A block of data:
###

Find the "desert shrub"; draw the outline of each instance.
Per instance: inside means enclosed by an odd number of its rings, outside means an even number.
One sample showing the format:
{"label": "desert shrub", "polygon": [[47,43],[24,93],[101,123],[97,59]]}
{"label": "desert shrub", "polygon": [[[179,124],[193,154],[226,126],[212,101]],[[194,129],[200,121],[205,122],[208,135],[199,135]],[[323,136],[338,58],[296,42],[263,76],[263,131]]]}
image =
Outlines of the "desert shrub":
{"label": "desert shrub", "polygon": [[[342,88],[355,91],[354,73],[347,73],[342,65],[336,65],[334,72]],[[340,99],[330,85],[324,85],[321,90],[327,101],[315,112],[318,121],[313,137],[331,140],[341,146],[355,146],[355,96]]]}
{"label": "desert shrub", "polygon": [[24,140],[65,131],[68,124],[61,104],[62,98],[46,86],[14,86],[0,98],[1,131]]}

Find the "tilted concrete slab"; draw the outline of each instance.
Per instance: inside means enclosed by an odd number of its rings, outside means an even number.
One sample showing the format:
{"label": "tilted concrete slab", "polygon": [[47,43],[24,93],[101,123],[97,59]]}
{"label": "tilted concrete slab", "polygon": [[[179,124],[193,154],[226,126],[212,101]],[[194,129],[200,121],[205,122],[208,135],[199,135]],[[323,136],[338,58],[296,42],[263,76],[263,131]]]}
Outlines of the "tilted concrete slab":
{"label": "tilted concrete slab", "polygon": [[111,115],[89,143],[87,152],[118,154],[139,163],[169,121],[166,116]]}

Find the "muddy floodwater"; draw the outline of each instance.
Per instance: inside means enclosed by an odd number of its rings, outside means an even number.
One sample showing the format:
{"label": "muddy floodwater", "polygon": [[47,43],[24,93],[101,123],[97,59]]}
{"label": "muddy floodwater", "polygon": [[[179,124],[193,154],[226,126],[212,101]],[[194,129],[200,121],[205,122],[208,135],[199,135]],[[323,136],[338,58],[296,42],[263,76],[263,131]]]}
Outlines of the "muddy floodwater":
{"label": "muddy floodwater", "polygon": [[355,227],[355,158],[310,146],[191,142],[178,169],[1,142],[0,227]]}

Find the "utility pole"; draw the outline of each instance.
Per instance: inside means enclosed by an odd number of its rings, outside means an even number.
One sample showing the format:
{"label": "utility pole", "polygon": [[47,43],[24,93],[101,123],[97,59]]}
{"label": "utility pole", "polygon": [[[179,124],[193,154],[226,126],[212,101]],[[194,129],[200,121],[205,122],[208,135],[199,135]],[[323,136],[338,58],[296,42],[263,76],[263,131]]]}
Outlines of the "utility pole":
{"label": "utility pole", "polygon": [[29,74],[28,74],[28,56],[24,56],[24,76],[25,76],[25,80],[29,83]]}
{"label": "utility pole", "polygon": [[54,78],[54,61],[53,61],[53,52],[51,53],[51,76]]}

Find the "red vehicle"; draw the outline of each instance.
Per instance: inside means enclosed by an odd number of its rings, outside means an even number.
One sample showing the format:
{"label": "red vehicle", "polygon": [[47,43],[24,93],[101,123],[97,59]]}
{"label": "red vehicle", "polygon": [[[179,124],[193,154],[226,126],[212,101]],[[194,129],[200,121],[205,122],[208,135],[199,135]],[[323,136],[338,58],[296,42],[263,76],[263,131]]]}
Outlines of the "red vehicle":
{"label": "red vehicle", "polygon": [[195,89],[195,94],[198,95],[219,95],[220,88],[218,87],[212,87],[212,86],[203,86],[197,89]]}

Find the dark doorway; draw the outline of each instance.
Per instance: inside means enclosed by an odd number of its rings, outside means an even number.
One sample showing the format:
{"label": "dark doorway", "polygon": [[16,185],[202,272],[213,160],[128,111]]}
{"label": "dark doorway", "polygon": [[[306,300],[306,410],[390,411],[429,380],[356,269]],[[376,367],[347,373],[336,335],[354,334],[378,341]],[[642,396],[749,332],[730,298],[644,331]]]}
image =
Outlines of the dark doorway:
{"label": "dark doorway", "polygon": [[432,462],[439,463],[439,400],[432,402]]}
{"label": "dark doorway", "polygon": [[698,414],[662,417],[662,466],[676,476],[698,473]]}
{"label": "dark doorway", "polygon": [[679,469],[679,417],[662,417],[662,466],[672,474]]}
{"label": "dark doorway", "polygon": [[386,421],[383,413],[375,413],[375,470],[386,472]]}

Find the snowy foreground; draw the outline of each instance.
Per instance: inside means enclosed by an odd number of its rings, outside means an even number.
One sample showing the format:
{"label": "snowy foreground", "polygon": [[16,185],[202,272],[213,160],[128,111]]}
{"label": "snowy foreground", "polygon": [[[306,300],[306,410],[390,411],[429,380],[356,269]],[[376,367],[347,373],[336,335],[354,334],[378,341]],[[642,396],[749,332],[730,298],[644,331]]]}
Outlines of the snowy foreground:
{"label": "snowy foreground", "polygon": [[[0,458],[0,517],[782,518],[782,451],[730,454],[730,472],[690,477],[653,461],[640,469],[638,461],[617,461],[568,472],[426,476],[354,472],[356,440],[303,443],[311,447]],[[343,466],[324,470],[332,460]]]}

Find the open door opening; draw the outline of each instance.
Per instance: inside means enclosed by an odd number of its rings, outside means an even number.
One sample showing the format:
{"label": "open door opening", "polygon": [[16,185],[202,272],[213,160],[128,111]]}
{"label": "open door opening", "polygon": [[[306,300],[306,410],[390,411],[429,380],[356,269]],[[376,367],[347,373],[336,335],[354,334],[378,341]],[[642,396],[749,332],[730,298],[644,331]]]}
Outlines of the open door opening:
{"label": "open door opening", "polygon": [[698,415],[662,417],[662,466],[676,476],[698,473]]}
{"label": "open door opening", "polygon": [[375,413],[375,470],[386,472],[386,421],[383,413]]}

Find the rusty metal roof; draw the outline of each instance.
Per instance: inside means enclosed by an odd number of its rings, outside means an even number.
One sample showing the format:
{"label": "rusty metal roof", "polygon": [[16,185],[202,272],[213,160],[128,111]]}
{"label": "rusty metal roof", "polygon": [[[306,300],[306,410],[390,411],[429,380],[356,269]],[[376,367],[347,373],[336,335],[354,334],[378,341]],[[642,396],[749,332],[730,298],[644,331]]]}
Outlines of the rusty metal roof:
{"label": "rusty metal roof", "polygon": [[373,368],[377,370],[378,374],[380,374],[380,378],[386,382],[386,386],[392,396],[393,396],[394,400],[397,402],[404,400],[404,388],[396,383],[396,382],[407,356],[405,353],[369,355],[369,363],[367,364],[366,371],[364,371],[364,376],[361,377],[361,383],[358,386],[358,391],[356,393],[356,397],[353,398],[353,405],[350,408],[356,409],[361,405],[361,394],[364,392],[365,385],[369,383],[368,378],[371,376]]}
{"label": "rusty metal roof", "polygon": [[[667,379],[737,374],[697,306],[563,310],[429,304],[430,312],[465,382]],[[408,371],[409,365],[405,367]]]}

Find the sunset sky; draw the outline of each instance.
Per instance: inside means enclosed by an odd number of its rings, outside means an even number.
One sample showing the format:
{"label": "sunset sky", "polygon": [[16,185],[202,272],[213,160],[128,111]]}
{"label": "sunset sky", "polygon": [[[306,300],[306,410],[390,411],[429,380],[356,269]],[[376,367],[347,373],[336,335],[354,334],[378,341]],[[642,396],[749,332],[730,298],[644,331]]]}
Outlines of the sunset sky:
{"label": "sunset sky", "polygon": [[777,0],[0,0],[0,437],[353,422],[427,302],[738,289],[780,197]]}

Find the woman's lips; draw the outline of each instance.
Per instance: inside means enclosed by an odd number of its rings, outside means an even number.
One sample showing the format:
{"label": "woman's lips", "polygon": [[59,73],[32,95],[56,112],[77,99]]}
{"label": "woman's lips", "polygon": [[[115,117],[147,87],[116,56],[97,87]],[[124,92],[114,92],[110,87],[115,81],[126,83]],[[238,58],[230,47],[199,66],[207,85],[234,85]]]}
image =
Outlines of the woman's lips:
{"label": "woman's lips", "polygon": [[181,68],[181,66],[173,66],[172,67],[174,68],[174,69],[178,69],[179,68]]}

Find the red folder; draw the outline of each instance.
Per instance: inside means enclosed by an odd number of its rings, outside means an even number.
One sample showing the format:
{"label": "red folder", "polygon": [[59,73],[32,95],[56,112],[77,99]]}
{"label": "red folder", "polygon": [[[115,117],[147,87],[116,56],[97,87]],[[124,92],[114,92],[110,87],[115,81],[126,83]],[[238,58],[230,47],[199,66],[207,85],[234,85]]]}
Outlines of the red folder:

###

Rewrite the stretch from the line containing "Find the woman's" through the end of the entries, swapping "red folder" for "blue folder" and keeping all else the same.

Answer to this problem
Find the woman's lips; draw the outline of each instance.
Per instance: inside means enclosed by an odd number of its rings, outside means an even number.
One sample showing the format:
{"label": "woman's lips", "polygon": [[59,73],[32,95],[56,112],[77,99]]}
{"label": "woman's lips", "polygon": [[[115,117],[147,87],[116,56],[97,87]],[[124,92],[114,92],[110,87],[115,81],[126,83]],[[238,58],[230,47],[199,66],[207,85],[234,85]]]}
image =
Outlines of the woman's lips:
{"label": "woman's lips", "polygon": [[181,68],[181,66],[173,66],[172,67],[174,68],[174,69],[178,69],[179,68]]}

Find the blue folder; draw the outline of each instance.
Per instance: inside means enclosed by an odd number of its rings, outside means an even number.
One sample showing the format:
{"label": "blue folder", "polygon": [[59,73],[32,95],[56,112],[77,99]]}
{"label": "blue folder", "polygon": [[[115,117],[147,87],[116,56],[97,87]],[[124,92],[114,92],[110,87],[115,81],[126,83]],[[238,58],[230,47],[199,66],[207,85],[234,85]]]}
Outlines of the blue folder:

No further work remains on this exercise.